▶ [Extracted text]

-=-=-=-=-

Michael Andrew Bentley
1#
Michael Andrew Bentley Published in 2014-10-07 16:35:29Z

I have a 3D density function q(x,y,z) that I am trying to plot in Matlab 8.3.0.532 (R2014a).

The domain of my function starts at a and ends at b, with uniform spacing ds. I want to plot the density on a ternary surface plot, where each dimension in the plot represents the proportion of x,y,z at a given point. For example, if I have a unit of density on the domain at q(1,1,1) and another unit of density on the domain at q(17,17,17), in both cases there is equal proportions of x,y,z and I will therefore have two units of density on my ternary surface plot at coordinates (1/3,1/3,1/3). I have code that works using ternsurf. The problem is that the number of proportion points grows exponentially fast with the size of the domain. At the moment I can only plot a domain of size 10 (in each dimension) with unit spacing (ds = 1). However, I need a much larger domain than this (size 100 in each dimension) and much smaller than unit spacing (ideally as small as 0.1) - this would lead to 100^3 * (1/0.1)^3 points on the grid, which Matlab just cannot handle. Does anyone have any ideas about how to somehow bin the density function by the 3D proportions to reduce the number of points?

My working code with example:

a = 0; % start of domain
b = 10; % end of domain
ds = 1; % spacing

[x, y, z] = ndgrid((a:ds:b)); % generate 3D independent variables
n = size(x);

q = zeros(n); % generate 3D dependent variable with some norm distributed density
for i = 1:n(1)
    for j = 1:n(2)
        for k = 1:n(2)

-=-=-=-=-

▶ [Stored data]
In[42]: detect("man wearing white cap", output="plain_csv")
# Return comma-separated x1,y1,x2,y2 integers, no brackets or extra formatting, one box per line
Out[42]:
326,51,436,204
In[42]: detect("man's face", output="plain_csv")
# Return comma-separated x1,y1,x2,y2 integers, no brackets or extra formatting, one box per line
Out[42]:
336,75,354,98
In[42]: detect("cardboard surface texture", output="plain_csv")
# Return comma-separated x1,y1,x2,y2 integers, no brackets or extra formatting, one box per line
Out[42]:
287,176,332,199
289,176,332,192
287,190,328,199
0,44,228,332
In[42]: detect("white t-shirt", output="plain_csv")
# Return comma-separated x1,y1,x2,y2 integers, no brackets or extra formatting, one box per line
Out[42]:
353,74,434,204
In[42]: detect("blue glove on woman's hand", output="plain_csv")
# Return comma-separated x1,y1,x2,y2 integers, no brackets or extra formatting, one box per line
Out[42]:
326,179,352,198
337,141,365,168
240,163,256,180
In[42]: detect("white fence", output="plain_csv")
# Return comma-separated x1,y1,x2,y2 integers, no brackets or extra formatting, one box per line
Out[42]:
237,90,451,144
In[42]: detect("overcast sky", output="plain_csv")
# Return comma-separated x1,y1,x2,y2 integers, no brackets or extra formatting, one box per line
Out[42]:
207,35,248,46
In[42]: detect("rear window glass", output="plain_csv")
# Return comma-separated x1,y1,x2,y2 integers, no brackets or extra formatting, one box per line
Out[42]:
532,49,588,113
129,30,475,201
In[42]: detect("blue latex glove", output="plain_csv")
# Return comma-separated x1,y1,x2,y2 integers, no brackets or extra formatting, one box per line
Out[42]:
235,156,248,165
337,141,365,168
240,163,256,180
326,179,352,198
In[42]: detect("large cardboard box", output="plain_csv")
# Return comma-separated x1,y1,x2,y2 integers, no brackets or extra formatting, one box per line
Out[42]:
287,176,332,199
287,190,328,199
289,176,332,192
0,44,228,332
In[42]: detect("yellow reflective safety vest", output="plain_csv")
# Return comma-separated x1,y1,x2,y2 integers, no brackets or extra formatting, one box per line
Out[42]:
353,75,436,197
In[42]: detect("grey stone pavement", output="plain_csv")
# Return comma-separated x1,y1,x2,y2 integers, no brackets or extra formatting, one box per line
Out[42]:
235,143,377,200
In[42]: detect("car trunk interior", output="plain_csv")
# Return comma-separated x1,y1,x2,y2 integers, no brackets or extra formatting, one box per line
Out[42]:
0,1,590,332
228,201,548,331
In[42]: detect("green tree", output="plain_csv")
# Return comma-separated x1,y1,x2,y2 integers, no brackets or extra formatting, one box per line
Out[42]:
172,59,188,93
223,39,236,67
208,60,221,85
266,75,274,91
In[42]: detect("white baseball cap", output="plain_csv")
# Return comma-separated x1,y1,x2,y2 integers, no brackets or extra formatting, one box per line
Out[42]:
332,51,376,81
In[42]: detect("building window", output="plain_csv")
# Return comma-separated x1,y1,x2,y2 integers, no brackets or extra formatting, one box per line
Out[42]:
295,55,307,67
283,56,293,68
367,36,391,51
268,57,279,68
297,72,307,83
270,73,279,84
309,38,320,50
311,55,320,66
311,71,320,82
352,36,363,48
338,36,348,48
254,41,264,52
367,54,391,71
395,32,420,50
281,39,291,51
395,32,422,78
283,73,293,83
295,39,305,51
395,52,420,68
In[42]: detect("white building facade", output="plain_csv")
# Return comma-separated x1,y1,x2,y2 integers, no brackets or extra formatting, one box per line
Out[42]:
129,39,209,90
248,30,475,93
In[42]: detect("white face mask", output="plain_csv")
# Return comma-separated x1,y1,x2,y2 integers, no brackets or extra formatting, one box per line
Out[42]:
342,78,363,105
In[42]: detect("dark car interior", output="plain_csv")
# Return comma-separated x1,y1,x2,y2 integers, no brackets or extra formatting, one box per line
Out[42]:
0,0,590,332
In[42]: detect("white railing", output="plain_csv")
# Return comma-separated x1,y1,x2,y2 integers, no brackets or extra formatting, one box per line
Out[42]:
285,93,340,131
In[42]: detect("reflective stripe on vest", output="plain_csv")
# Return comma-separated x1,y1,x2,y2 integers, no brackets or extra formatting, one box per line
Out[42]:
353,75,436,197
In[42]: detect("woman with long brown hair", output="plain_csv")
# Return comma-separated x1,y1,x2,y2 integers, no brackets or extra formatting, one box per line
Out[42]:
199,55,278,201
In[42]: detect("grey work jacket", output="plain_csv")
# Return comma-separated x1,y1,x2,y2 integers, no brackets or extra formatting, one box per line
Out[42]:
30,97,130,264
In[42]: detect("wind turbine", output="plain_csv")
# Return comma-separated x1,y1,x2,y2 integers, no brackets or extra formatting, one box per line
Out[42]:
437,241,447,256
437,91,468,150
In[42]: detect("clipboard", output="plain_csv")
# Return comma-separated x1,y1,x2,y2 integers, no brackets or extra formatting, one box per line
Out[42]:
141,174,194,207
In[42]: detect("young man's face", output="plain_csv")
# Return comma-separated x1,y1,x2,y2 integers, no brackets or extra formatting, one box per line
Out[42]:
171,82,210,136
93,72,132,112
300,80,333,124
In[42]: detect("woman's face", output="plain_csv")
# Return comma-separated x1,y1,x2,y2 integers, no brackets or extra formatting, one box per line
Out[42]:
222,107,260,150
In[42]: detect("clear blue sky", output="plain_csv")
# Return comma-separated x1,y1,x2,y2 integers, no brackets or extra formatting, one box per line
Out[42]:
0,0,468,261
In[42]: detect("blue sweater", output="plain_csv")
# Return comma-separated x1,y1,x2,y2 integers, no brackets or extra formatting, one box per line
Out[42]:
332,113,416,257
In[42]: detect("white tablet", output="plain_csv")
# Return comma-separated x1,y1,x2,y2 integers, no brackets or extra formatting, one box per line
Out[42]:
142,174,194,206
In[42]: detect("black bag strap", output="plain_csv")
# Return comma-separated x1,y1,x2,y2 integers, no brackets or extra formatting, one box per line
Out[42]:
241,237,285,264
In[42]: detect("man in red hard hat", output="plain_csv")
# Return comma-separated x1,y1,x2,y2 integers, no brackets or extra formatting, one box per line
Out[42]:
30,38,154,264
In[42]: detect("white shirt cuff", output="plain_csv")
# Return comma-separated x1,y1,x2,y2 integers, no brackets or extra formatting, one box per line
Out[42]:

-=-=-=-=-

▶ [Required work]
**1)** In the Matlab forum post, why do the density units at q(1,1,1) and q(17,17,17) both land at the coordinates (1/3,1/3,1/3) on the ternary surface plot? Answer in one to three sentences.
**2)** Transcribe the part of the Matlab forum post that opens with the words containing "[x, y, z] = ndgrid((a:ds:b));" and closes with "for k = 1:n(2)".
The entries have no connection to the Matlab forum post.

▶ [List of solutions]
**1)** Each dimension of the ternary plot represents the proportion of x, y, and z at a point. Both q(1,1,1) and q(17,17,17) have equal proportions of x, y, and z, so both units land at (1/3,1/3,1/3), giving two units of density there.

**2)**
[x, y, z] = ndgrid((a:ds:b)); % generate 3D independent variables
n = size(x);

q = zeros(n); % generate 3D dependent variable with some norm distributed density
for i = 1:n(1)
    for j = 1:n(2)
        for k = 1:n(2)